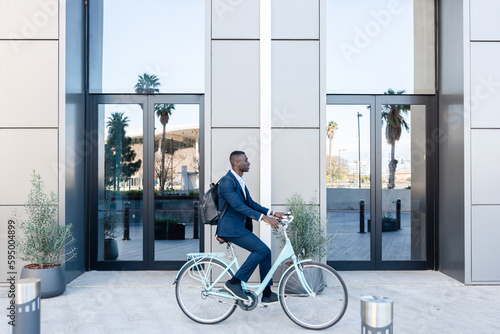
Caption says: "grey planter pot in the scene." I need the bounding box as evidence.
[104,239,118,261]
[21,266,66,298]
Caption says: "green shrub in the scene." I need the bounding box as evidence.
[275,193,333,260]
[15,171,76,268]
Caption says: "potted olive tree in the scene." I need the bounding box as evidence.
[104,197,119,261]
[14,171,76,298]
[275,193,333,293]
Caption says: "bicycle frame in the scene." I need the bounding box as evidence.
[174,218,315,299]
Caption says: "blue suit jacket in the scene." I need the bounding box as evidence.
[217,171,269,238]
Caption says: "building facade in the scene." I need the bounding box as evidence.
[0,0,500,284]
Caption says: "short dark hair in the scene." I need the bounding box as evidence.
[229,151,245,165]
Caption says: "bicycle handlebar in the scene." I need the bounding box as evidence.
[278,213,294,227]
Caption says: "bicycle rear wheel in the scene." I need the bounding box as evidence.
[279,261,348,329]
[175,257,237,324]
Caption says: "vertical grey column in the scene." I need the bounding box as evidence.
[12,278,42,334]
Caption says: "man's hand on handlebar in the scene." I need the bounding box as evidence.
[262,216,280,230]
[273,212,286,219]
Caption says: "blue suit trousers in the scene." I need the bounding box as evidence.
[224,230,273,286]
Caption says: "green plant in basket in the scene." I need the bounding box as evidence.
[275,193,334,260]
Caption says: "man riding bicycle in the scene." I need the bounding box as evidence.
[217,151,285,305]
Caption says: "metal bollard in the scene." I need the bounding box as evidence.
[359,199,365,233]
[361,296,393,334]
[396,198,401,230]
[12,278,42,334]
[123,202,130,240]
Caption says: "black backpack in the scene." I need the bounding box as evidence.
[200,176,234,225]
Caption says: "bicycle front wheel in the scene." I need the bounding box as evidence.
[279,261,347,329]
[175,257,237,324]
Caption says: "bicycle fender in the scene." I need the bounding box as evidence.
[278,259,312,299]
[172,256,235,285]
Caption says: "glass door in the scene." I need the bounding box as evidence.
[89,95,203,269]
[150,96,203,267]
[325,95,437,270]
[376,95,437,269]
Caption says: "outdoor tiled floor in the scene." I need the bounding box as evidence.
[0,271,500,334]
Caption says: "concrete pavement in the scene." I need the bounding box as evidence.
[0,271,500,334]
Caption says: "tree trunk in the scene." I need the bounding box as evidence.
[387,143,398,189]
[328,139,333,185]
[160,124,166,192]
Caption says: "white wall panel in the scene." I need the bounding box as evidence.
[0,129,58,205]
[212,129,260,202]
[272,129,320,206]
[472,206,500,282]
[212,41,260,127]
[471,129,500,204]
[272,41,319,127]
[0,41,59,127]
[271,0,319,39]
[0,0,59,39]
[212,0,260,39]
[470,42,500,128]
[470,0,500,40]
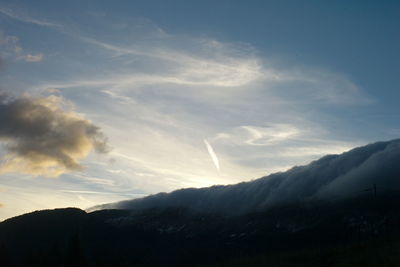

══════

[Problem details]
Can you swap "bounding box" for "coordinates" everywhere it occurs in all the entries above, keep everything else the same, and leave the pictures out?

[Complete answer]
Caption says: "grey planter pot in the scene." I need the coordinates as evidence.
[104,239,118,261]
[21,266,66,298]
Caption says: "green shrub in the scene." I need the coordinates as evidence.
[275,193,333,260]
[15,171,76,268]
Caption says: "potted olive tree in the scene." I need the coordinates as evidence.
[104,197,119,261]
[14,171,76,298]
[275,193,333,293]
Caption says: "bicycle frame in the scene." I need the coordinates as evidence.
[174,218,315,299]
Caption says: "blue suit jacket in the scene." I need the coordinates as evidence.
[217,171,269,238]
Caption says: "building facade in the scene." I need the coordinates as evidence.
[0,0,500,284]
Caption says: "short dark hair in the scene." I need the coordinates as evidence.
[229,151,245,165]
Caption says: "bicycle handlebar in the scene." I need the coordinates as evidence.
[278,213,294,227]
Caption says: "bicycle rear wheel in the scene." I need the coordinates as evidence.
[279,261,348,329]
[175,257,237,324]
Caption says: "vertical grey column in the scene." I need the coordinates as evidence.
[12,278,42,334]
Caption says: "man's hand on handlebar in the scene." I need the coordinates as evidence.
[262,216,280,230]
[273,212,286,219]
Caption says: "blue suit trousers in the scene." I need the coordinates as evidence.
[224,230,273,286]
Caption says: "green plant in basket in the scene." I need the coordinates as evidence.
[275,193,334,260]
Caption says: "man riding bicycle in the scene." I need the coordinates as evidence.
[217,151,285,305]
Caption says: "metal bollard in the scene." I need the coordinates as evidence.
[359,199,365,233]
[361,296,393,334]
[396,198,401,230]
[12,278,42,334]
[123,202,130,240]
Caption says: "black backpack in the scene." I need the coordinates as evidence.
[200,176,234,225]
Caption says: "bicycle front wheel in the scene." I need the coordinates as evidence.
[279,261,347,329]
[175,257,237,324]
Caption says: "bicycle fender in the scene." I need the coordinates as evidence.
[278,259,312,299]
[172,256,235,285]
Caption says: "glass door in the scene." I need the coordinates as evidence.
[89,95,203,269]
[150,96,203,267]
[325,95,437,270]
[376,95,437,269]
Caption says: "outdoor tiled floor in the scene." I need the coordinates as evidence.
[0,271,500,334]
Caption says: "concrete pavement in the scene." I need the coordinates as evidence.
[0,271,500,334]
Caption says: "tree trunk in the scene." I need the coordinates as evidence.
[387,143,398,189]
[328,139,333,185]
[160,124,166,192]
Caption says: "white wall panel in the scene." I need the coordinates as evidence.
[0,129,58,205]
[212,129,260,202]
[272,129,320,206]
[472,206,500,282]
[212,41,260,127]
[471,129,500,204]
[272,41,319,127]
[0,41,59,127]
[271,0,319,39]
[0,0,59,39]
[212,0,260,39]
[470,42,500,128]
[470,0,500,40]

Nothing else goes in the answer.